**Data for this exercise:**
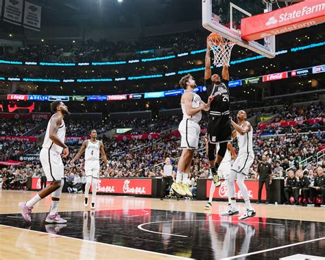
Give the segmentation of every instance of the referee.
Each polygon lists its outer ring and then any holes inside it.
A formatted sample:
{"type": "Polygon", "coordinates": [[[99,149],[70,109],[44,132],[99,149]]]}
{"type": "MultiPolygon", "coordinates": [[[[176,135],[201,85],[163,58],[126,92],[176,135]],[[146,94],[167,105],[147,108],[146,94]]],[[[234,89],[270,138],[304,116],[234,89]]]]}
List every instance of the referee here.
{"type": "Polygon", "coordinates": [[[160,200],[162,200],[166,192],[166,188],[171,187],[174,182],[174,177],[173,176],[173,166],[171,165],[171,159],[167,157],[165,161],[165,165],[162,171],[162,183],[161,185],[160,200]]]}
{"type": "Polygon", "coordinates": [[[271,164],[266,161],[266,156],[262,156],[262,162],[258,163],[257,167],[257,176],[259,175],[258,179],[258,200],[256,203],[261,203],[261,198],[262,196],[262,189],[264,183],[265,183],[266,188],[266,202],[265,204],[269,204],[269,185],[272,182],[272,170],[271,169],[271,164]]]}

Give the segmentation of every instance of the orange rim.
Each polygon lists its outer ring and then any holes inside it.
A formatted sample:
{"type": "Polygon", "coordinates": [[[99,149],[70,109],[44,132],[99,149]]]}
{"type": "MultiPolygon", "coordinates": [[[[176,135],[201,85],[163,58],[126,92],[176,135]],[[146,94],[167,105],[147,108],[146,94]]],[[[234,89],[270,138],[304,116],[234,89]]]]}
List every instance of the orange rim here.
{"type": "MultiPolygon", "coordinates": [[[[210,39],[210,40],[215,42],[215,40],[214,40],[212,38],[213,38],[213,37],[217,37],[217,36],[222,38],[222,39],[223,39],[224,40],[224,39],[225,39],[225,38],[224,38],[224,37],[222,37],[220,34],[215,34],[215,33],[213,33],[213,34],[209,34],[209,36],[207,37],[207,39],[210,39]]],[[[220,42],[219,42],[219,44],[218,45],[228,45],[228,44],[229,44],[229,45],[235,44],[235,43],[232,42],[231,40],[228,40],[228,41],[226,42],[226,43],[225,43],[225,42],[224,42],[224,43],[220,43],[220,42]]]]}

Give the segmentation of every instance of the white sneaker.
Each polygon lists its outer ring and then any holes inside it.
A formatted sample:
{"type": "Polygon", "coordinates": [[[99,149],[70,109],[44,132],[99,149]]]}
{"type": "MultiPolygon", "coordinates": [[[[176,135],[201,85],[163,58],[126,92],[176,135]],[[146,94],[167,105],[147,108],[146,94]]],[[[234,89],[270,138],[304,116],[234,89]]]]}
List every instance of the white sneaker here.
{"type": "Polygon", "coordinates": [[[84,197],[84,206],[88,206],[88,198],[84,197]]]}
{"type": "Polygon", "coordinates": [[[237,208],[234,208],[231,206],[229,206],[229,208],[228,209],[227,212],[224,212],[221,213],[221,216],[223,217],[226,217],[226,216],[231,216],[232,215],[238,215],[239,214],[239,211],[237,208]]]}
{"type": "Polygon", "coordinates": [[[212,209],[212,203],[210,203],[210,202],[208,202],[206,206],[204,206],[204,209],[206,209],[206,210],[211,209],[212,209]]]}
{"type": "Polygon", "coordinates": [[[96,209],[95,207],[95,202],[91,202],[91,209],[96,209]]]}
{"type": "Polygon", "coordinates": [[[238,219],[240,220],[243,220],[250,217],[252,217],[255,216],[256,215],[256,213],[255,212],[254,209],[248,209],[246,213],[244,215],[240,216],[238,219]]]}

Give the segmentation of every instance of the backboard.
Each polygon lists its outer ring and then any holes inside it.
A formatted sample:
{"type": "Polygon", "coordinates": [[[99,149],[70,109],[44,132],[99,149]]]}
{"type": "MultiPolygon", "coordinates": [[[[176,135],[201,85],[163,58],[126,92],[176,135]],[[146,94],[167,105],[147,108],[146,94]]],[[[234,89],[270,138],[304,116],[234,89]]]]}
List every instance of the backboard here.
{"type": "Polygon", "coordinates": [[[238,45],[272,58],[276,53],[274,36],[246,41],[241,38],[240,29],[241,19],[272,10],[272,4],[261,0],[202,0],[202,25],[238,45]]]}

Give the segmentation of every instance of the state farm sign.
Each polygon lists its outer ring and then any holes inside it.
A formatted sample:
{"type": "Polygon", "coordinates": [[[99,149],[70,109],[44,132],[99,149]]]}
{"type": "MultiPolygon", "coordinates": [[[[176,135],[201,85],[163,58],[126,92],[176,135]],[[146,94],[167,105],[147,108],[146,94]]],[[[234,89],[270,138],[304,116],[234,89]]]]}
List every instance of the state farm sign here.
{"type": "Polygon", "coordinates": [[[97,182],[97,192],[152,195],[152,179],[105,178],[97,182]]]}
{"type": "Polygon", "coordinates": [[[324,0],[308,0],[241,19],[241,38],[256,40],[325,22],[324,0]]]}
{"type": "Polygon", "coordinates": [[[278,80],[284,78],[288,78],[288,74],[287,72],[280,72],[278,73],[269,74],[263,76],[263,82],[272,81],[272,80],[278,80]]]}

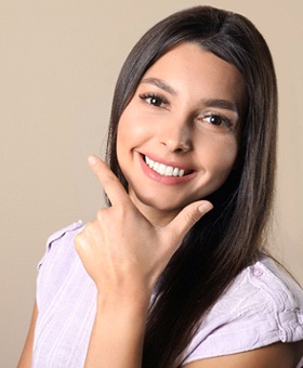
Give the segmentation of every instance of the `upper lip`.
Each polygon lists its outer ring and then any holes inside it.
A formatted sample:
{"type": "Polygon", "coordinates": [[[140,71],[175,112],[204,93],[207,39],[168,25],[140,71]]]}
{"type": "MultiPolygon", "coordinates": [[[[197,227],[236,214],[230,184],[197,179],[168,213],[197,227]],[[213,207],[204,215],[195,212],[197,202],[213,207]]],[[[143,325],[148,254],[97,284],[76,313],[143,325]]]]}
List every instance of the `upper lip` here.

**What this task involves:** Set down only the lines running from the line with "Give the segmentation of every instance of the state" to the end of the entries, inclusive; omit every picture.

**Answer to the task:**
Give the segmentation of every instance of the state farm sign.
Each polygon lists its outer ring and then any holes inside it.
A formatted sample:
{"type": "Polygon", "coordinates": [[[99,149],[70,109],[44,132],[99,149]]]}
{"type": "MultiPolygon", "coordinates": [[[[176,135],[201,85],[163,58],[126,92],[176,135]],[[146,94],[167,105],[147,108],[146,94]]],[[[234,89],[270,138],[304,116],[234,89]]]]}
List every instance of the state farm sign here.
{"type": "Polygon", "coordinates": [[[97,182],[97,192],[152,195],[152,179],[105,178],[97,182]]]}
{"type": "Polygon", "coordinates": [[[324,0],[308,0],[241,19],[241,38],[256,40],[325,22],[324,0]]]}
{"type": "Polygon", "coordinates": [[[278,80],[284,78],[288,78],[288,74],[287,72],[280,72],[278,73],[269,74],[263,76],[263,82],[272,81],[272,80],[278,80]]]}

Give the segmentation of every instance of the `upper lip`.
Each polygon lists its outer ring and then any holes inside it.
A formatted sample:
{"type": "Polygon", "coordinates": [[[140,71],[175,112],[204,93],[207,39],[168,25],[140,71]]]}
{"type": "MultiPolygon", "coordinates": [[[[197,227],[236,214],[230,184],[197,179],[168,213],[197,227]],[[213,207],[204,215],[195,212],[197,202],[213,207]]],[[[143,325],[148,254],[97,284],[76,313],[143,325]]]]}
List every instance of the `upper lip` here.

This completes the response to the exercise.